=== EXERCISE REQUIREMENTS ===
Return the passage of the Perl notes from "I wasn’t the" up to and including "block as is.", copied word for word.

=== PASSAGE TO READ ===
Perl: useful tidbits from work

For a few years now, a large part of my job has depended on my writing and maintaining Perl scripts. I thought it would be wise, for my own sake, to note down some of the things I’ve learned along the way. I don’t claim these notes to contain optimal solutions and look forward to any comments they may spark.

Adding an “include” directory to a file

I wasn’t the one to come up with this exact format, and I feel like some of it is extra, however, it has worked and was proliferated throughout many files before I picked them up, so once I have the need to use it for myself, I’ll take the opportunity to figure out what’s really needed. It does show the flexibility of what can be added in the BEGIN block as is.

BEGIN
{
    use File::Spec::Functions 'catfile';
    use File::Basename 'dirname';
    push @INC, catfile(dirname($0), '../other_location/Perl_modules');
}

Generic Code, Project Specifics in a Hash

We had multiple projects which were very similar in what needed to be done via the Perl scripts. To keep the code from being hardcoded to a project, we used a Perl module Custom::Project, containing a hash with details about the products and their dependencies. For instance, one layout might be:

package Custom::Project;
...

=== DATASET CONTENT ===
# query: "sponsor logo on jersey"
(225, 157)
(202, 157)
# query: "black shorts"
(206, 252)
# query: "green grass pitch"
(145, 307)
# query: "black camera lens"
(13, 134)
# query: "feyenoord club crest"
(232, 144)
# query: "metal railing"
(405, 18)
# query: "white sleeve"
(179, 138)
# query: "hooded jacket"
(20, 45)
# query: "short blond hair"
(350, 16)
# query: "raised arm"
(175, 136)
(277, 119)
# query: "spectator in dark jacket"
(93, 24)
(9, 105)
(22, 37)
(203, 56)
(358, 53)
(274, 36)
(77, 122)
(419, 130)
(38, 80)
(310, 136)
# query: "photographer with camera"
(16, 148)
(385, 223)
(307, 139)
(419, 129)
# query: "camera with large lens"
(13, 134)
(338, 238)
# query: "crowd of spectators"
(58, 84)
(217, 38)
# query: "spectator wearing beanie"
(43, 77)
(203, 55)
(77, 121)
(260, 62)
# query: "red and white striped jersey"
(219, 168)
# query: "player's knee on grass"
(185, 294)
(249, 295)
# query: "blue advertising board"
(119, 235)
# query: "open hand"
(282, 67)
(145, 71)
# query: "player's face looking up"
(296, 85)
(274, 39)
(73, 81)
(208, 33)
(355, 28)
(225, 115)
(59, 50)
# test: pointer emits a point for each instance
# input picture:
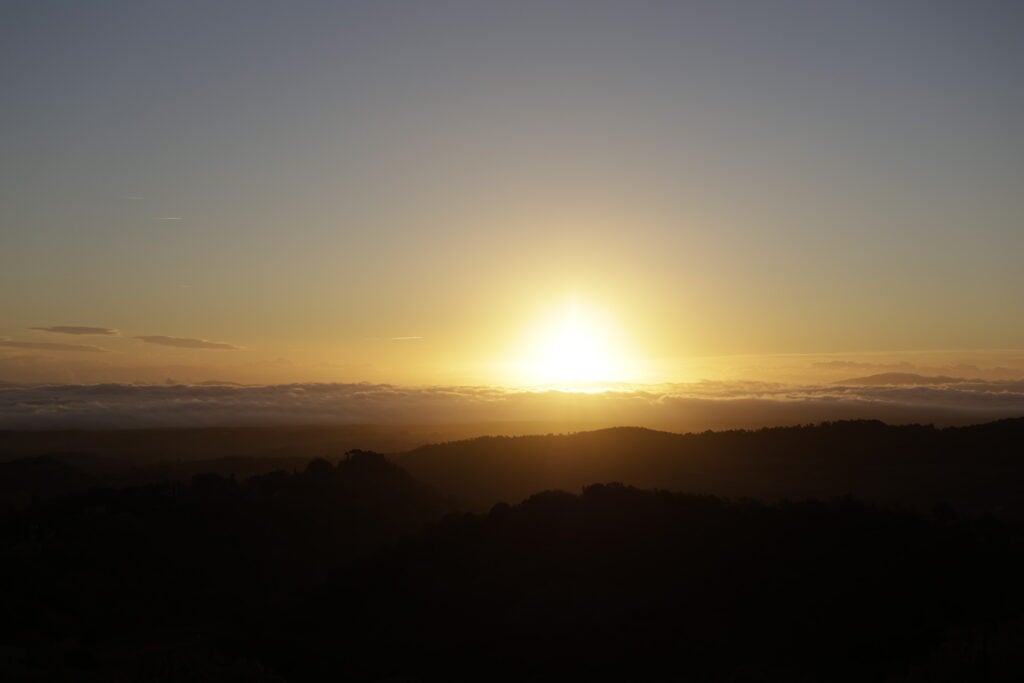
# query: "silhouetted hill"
(979, 468)
(620, 584)
(897, 379)
(30, 479)
(116, 571)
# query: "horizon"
(568, 194)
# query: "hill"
(978, 468)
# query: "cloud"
(676, 408)
(185, 342)
(48, 346)
(77, 330)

=== RESULT OF THIS EXERCISE ===
I wasn’t the one to come up with this exact format, and I feel like some of it is extra, however, it has worked and was proliferated throughout many files before I picked them up, so once I have the need to use it for myself, I’ll take the opportunity to figure out what’s really needed. It does show the flexibility of what can be added in the BEGIN block as is.